Stored data:

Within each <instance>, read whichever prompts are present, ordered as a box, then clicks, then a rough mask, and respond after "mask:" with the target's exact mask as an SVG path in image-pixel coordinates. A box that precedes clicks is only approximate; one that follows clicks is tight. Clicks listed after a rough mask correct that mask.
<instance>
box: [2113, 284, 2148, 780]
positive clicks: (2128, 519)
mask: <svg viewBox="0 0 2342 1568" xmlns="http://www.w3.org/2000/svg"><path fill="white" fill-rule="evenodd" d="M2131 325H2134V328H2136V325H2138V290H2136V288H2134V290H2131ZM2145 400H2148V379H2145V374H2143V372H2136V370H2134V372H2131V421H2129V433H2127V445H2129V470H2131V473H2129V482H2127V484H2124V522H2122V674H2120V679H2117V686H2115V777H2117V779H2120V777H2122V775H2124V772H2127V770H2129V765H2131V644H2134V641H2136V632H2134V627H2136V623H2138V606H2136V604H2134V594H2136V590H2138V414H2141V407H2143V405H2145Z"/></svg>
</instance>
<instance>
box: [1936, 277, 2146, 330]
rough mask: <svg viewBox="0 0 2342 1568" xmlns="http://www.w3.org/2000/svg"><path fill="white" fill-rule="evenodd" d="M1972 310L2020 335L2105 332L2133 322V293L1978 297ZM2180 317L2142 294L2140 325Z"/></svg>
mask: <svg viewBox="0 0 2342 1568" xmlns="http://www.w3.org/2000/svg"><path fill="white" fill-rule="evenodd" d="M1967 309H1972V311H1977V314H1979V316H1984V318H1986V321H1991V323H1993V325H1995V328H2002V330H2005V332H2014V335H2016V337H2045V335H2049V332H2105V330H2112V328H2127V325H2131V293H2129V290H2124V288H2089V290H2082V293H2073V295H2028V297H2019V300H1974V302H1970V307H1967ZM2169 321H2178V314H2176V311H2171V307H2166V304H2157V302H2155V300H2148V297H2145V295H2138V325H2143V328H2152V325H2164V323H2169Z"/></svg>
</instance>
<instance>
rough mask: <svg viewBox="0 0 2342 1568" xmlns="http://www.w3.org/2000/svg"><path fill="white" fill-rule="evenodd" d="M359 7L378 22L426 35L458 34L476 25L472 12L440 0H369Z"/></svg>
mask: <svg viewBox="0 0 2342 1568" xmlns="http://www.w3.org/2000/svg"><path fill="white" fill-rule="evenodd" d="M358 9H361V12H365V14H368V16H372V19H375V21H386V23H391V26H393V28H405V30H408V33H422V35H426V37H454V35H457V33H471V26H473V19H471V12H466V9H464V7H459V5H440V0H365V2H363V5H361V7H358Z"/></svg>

PROBLEM TO WORK ON: Repeat the data verbatim, line after line, leaving nothing out.

TASK RESPONSE:
Within each <instance>, read whichever prompts are present, ordered as a box, then clicks, then a rough mask, and respond after "mask:" with the target's exact mask as an SVG path in image-pixel coordinates. A box that precedes clicks is only approximate; one that follows clicks is tight. Clicks listed after a rough mask correct that mask.
<instance>
box: [2113, 284, 2148, 780]
positive clicks: (2128, 519)
mask: <svg viewBox="0 0 2342 1568" xmlns="http://www.w3.org/2000/svg"><path fill="white" fill-rule="evenodd" d="M2131 325H2134V328H2136V325H2138V290H2136V288H2134V290H2131ZM2145 400H2148V379H2145V374H2143V372H2136V370H2134V372H2131V421H2129V433H2127V445H2129V470H2131V473H2129V482H2127V484H2124V522H2122V674H2120V679H2117V686H2115V777H2117V779H2120V777H2122V775H2124V772H2127V770H2129V765H2131V644H2134V641H2136V632H2134V627H2136V623H2138V606H2136V604H2134V594H2136V590H2138V414H2141V407H2143V405H2145Z"/></svg>
</instance>
<instance>
box: [1936, 277, 2146, 330]
rough mask: <svg viewBox="0 0 2342 1568" xmlns="http://www.w3.org/2000/svg"><path fill="white" fill-rule="evenodd" d="M1972 310L2020 335L2105 332L2133 322V293L1978 297ZM2180 317L2142 294L2140 325Z"/></svg>
mask: <svg viewBox="0 0 2342 1568" xmlns="http://www.w3.org/2000/svg"><path fill="white" fill-rule="evenodd" d="M1967 309H1972V311H1977V314H1979V316H1984V318H1986V321H1991V323H1993V325H1995V328H2002V330H2005V332H2014V335H2016V337H2045V335H2049V332H2105V330H2112V328H2127V325H2131V293H2129V290H2124V288H2089V290H2082V293H2073V295H2028V297H2019V300H1974V302H1970V307H1967ZM2169 321H2178V314H2176V311H2171V307H2166V304H2157V302H2155V300H2148V297H2145V295H2138V325H2143V328H2152V325H2164V323H2169Z"/></svg>
</instance>
<instance>
rough mask: <svg viewBox="0 0 2342 1568" xmlns="http://www.w3.org/2000/svg"><path fill="white" fill-rule="evenodd" d="M359 7L378 22L426 35L458 34L476 25L472 12L440 0H369Z"/></svg>
mask: <svg viewBox="0 0 2342 1568" xmlns="http://www.w3.org/2000/svg"><path fill="white" fill-rule="evenodd" d="M358 9H361V12H365V14H368V16H372V19H375V21H386V23H391V26H393V28H405V30H408V33H422V35H426V37H454V35H457V33H471V26H473V19H471V12H466V9H464V7H459V5H440V0H365V2H363V5H361V7H358Z"/></svg>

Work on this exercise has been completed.